### [What you will do]
Nothing may differ between your reply and the listing that follows.
---- Record extracts
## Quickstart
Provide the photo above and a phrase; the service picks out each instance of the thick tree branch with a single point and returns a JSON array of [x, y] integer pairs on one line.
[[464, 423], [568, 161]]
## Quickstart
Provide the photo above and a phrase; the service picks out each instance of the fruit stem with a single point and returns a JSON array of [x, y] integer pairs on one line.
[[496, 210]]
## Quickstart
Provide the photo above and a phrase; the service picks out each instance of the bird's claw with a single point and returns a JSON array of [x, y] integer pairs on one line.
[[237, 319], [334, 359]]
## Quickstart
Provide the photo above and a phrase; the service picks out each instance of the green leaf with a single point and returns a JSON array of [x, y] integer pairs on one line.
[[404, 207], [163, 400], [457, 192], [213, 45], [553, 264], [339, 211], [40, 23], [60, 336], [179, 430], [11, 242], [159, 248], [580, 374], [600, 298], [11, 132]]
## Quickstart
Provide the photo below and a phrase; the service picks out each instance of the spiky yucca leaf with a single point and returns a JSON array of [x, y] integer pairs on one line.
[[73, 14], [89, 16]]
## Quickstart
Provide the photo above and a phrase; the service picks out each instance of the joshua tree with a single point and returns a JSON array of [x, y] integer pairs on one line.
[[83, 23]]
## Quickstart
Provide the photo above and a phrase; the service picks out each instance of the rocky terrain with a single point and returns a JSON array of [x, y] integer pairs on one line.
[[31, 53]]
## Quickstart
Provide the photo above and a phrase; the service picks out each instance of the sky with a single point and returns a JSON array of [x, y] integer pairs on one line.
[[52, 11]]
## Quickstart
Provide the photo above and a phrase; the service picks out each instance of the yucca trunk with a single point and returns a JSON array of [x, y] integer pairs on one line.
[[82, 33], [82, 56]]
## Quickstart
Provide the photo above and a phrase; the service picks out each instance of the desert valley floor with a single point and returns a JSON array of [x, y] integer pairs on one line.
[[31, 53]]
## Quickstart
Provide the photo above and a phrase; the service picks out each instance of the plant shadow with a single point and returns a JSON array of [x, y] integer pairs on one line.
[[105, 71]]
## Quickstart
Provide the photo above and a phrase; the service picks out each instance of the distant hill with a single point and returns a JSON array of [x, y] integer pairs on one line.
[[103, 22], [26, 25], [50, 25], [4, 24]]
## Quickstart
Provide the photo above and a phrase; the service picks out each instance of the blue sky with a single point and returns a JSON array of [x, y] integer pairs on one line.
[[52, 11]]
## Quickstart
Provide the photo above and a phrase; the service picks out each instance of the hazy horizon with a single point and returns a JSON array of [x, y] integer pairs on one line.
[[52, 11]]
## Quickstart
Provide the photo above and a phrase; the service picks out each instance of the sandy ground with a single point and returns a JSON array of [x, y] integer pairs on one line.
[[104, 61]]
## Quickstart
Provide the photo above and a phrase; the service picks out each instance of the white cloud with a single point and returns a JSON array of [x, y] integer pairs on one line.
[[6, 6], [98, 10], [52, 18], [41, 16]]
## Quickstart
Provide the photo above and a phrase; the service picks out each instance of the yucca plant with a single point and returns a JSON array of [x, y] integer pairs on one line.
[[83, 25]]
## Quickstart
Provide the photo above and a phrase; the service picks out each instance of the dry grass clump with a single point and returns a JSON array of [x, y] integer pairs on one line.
--------
### [Exercise result]
## Quickstart
Provide the photo above and a phrase; the service picks out each instance of the thick tree branch with a single point and returns a JSON array of [x, y] integer pairs on one line.
[[464, 423], [568, 161]]
## Quickstart
Provide the photo above and a phrase; the service picks out each instance of the fruit stem with a single point and returns a JSON array of [x, y] integer pairs on one line.
[[496, 210]]
## Quickstart
Provide the photo above and a phrase; the service picks out each instance of the bird's claw with a single point and returns a JSON array of [x, y] integer pairs on one line.
[[237, 319], [334, 359]]
## Quickstart
Provide the photo above and a phrase; the service picks out each instance of the green leaf with a single point and returns a JSON array of [x, y] integer pairs on one line.
[[404, 207], [163, 400], [457, 192], [213, 45], [553, 264], [339, 211], [40, 23], [60, 336], [179, 430], [11, 242], [159, 248], [580, 374], [600, 298], [11, 132]]
## Quickstart
Provide the photo below and a phrase; the service picks out each instance of the spiky yucca leaf with a single point and returns a JSON array of [x, y] integer pairs on one line.
[[73, 14], [89, 16]]
## Quickstart
Provide the photo above and a phrase; the service picks out each instance of the joshua tree with a single point and returns a JSON array of [x, y] integer pairs on one line.
[[83, 23]]
## Quickstart
Provide the photo above and a phrase; the service picks out each instance of the rocky terrain with a single point and returns a JSON array of [x, y] integer pairs on one line.
[[31, 53]]
## Quickstart
Provide the photo above and a phrase; the service picks out each instance of the sky with a single point and returns a JSON array of [x, y] integer pairs on one line.
[[52, 11]]
## Quickstart
Provide the photo above and a phrase; the service picks out each instance of the yucca trunk with a single point and returns a JSON array of [x, y] integer pairs on one line.
[[82, 33], [82, 56]]
## Quickstart
Provide the photo above and a phrase; the service picks out each instance of the desert valley floor with a single point and returns a JSON array of [x, y] integer pairs on one line.
[[31, 53]]
## Quickstart
Provide the photo above and a phrase; the service picks out each instance of the plant shadow with a single point and returns a JSON array of [x, y] integer pairs on one line.
[[105, 71]]
## Quickstart
Provide the photo above and a phrase; the service picks out each instance of the distant hill with a single point and returns a JSON array of [x, y] integer pairs on one line.
[[103, 22], [26, 25], [50, 25], [4, 24]]
## Quickstart
Provide the photo above and a phrase; the service picks out each instance of the blue sky with a single point and returns a JSON array of [x, y] integer pairs on one line.
[[52, 11]]
## Quickstart
Provide the photo above and a phrase; the service picks out each instance of the hazy horizon with a single point and returns a JSON array of [x, y] integer pairs on one line.
[[52, 11]]
## Quickstart
Provide the photo above and a phrase; the service picks out each instance of the sandy ground with a single point and returns a JSON array of [x, y] integer pairs on one line.
[[104, 61]]
## Quickstart
Provide the photo above and a phrase; the service picks out each instance of the white cloud with a single point and returns a JSON array of [x, y] integer pairs on one line.
[[6, 6], [98, 10], [52, 18], [41, 16]]
## Quickstart
Provide the photo above and a phrase; the service picks out each instance of the yucca plant with a single point and returns a JSON array of [x, y] integer pairs on one line.
[[83, 25]]
## Quickstart
Provide the photo above and a phrase; the service picks out each instance of the dry grass clump with a single point and returns a JSON array of [x, y] integer pairs on one line.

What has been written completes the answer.